• _Request A_:
List every functional on a cone that the excerpt on cones and functionals names by a Greek letter.
• _Request B_:
In the excerpt on cones and functionals, reproduce the passage from "For each $d>0$" to "nondecreasing on $I$." word for word.

::: Selected extract :::

Let $\psi$ be a nonnegative functional on a cone $\mathbb{P}$.
For each $d>0$ we denote by $\mathbb{P}(\psi,d)$ the set
$$
\mathbb{P}(\psi,d):=\{x\in\mathbb{P} : \psi(x)<d\}.
$$
\smallskip

At this point we can present  Theorem \ref{thm2.2},
due to Avery and  Henderson (\cite{a2}, see also \cite{l3,l5}).
This theorem will be used to show that our boundary-value problem
 \eqref{e1.1}--\eqref{e1.3} has at least
two distinct positive solutions and, moreover, for each of these
solutions, we have an upper bound at some specific point of its
domain and a lower bound at some other specific point of its
domain. Also, both solutions are concave and nondecreasing on $I$.

\begin{theorem} \label{thm2.2}
Let $\mathbb{P}$ be a cone in a real Banach
space $\mathbb{E}$. Let $\alpha$ and $\gamma$ be increasing,
nonnegative, continuous functionals on $\mathbb{P}$, and let $\theta$
be a nonnegative, continuous functional on $\mathbb{P}$ with $\theta(0)=0$ such
that, for some $c>0$ and $\Theta>0$,
$\gamma(x)\leq\theta(x)\leq\alpha(x)$ and $\|x\|\leq \Theta\gamma(x)$,
for all $x\in\overline{\mathbb{P}(\gamma,c)}$. Moreover, suppose there
exists a completely continuous operator
$T:\overline{\mathbb{P}(\gamma,c)}\to\mathbb{P}$ and $0<a<b<c$ such that
$$
\theta(\lambda x)\leq\lambda\theta(x), \quad\hbox{for}\quad
0\leq\lambda\leq1\quad\hbox{and}\quad x\in \partial
\mathbb{P}(\theta,b),
$$
and
\begin{itemize}
\item[(i)] $\gamma(Tx)>c$, for all $x\in \partial
\mathbb{P}(\gamma,c)$, \item[(ii)] $\theta(Tx)<b$, for all
$x\partial \in \mathbb{P}(\theta,b)$, \item[(iii)]
$\mathbb{P}(\alpha,a)\neq\emptyset$, and $\alpha(Tx)>a$, for all
$x\in\partial \mathbb{P}(\alpha,a)$,
\end{itemize}
or
\begin{itemize}
\item[(i')] $\gamma(Tx)<c$, for all $x\in\partial
\mathbb{P}(\gamma,c)$, \item[(ii')] $\theta(Tx)>b$, for all
$x\in\partial \mathbb{P}(\theta,b)$, \item[(iii')]
$\mathbb{P}(\alpha,a)\neq\emptyset$, and $\alpha(Tx)<a$, for all
$x\in\partial \mathbb{P}(\alpha,a)$.

::: Extracted information :::

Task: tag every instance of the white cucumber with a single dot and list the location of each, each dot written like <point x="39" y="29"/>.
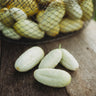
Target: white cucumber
<point x="29" y="59"/>
<point x="53" y="77"/>
<point x="52" y="59"/>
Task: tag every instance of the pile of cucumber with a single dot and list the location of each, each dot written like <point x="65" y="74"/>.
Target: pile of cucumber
<point x="56" y="16"/>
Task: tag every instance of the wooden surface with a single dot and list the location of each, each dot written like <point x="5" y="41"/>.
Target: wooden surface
<point x="82" y="46"/>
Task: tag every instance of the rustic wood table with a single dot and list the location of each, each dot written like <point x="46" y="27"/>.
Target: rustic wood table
<point x="82" y="46"/>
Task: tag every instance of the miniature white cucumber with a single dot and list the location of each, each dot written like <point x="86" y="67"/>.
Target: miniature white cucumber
<point x="53" y="77"/>
<point x="17" y="14"/>
<point x="2" y="26"/>
<point x="5" y="17"/>
<point x="29" y="59"/>
<point x="11" y="33"/>
<point x="51" y="59"/>
<point x="69" y="61"/>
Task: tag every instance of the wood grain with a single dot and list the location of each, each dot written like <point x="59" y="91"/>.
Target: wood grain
<point x="82" y="46"/>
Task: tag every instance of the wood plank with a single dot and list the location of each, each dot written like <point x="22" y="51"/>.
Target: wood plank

:::

• _Written response A_:
ψ, α, γ, θ

• _Written response B_:
For each $d>0$ we denote by $\mathbb{P}(\psi,d)$ the set
$$
\mathbb{P}(\psi,d):=\{x\in\mathbb{P} : \psi(x)<d\}.
$$
\smallskip

At this point we can present  Theorem \ref{thm2.2},
due to Avery and  Henderson (\cite{a2}, see also \cite{l3,l5}).
This theorem will be used to show that our boundary-value problem
 \eqref{e1.1}--\eqref{e1.3} has at least
two distinct positive solutions and, moreover, for each of these
solutions, we have an upper bound at some specific point of its
domain and a lower bound at some other specific point of its
domain. Also, both solutions are concave and nondecreasing on $I$.